Filter the entries below, keeping only lines with "point".

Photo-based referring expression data
· · · · ·

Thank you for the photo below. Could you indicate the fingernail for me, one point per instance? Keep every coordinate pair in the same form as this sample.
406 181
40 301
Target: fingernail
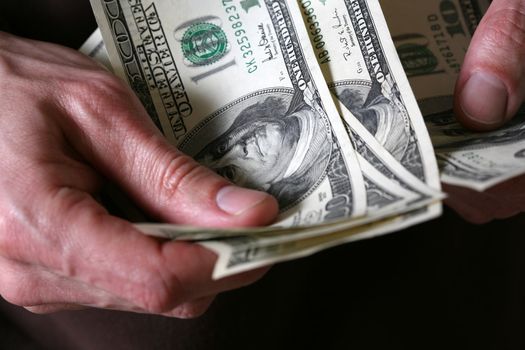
484 99
236 200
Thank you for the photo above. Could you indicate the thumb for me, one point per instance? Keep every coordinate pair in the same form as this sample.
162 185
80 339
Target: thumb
491 86
127 148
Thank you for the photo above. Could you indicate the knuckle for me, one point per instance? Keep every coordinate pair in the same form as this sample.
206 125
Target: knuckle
17 289
10 234
94 93
176 175
156 300
192 310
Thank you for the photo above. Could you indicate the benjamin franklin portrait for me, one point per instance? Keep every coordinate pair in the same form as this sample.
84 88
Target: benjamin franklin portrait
273 146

· · · · ·

[YOUR RESPONSE]
Thank you for the photo below. Could you indicate the fingernail for me, one point per instance? Keep every coordinate pair in the same form as this sample.
Thank you for the photo above. Could you indicate the thumb for me, one point per instance? Keep every coordinate pair in the same form as this sample.
Thank you for the photo above. Could you indicate the knuckle for me, one point per instance? Keep every coordinate pair in the same form as this sample.
Thank you for the photo above. Could you indicate the benjamin franklin portrait for me, one point per instance? Keep every coordinate pair in the same form as this sample.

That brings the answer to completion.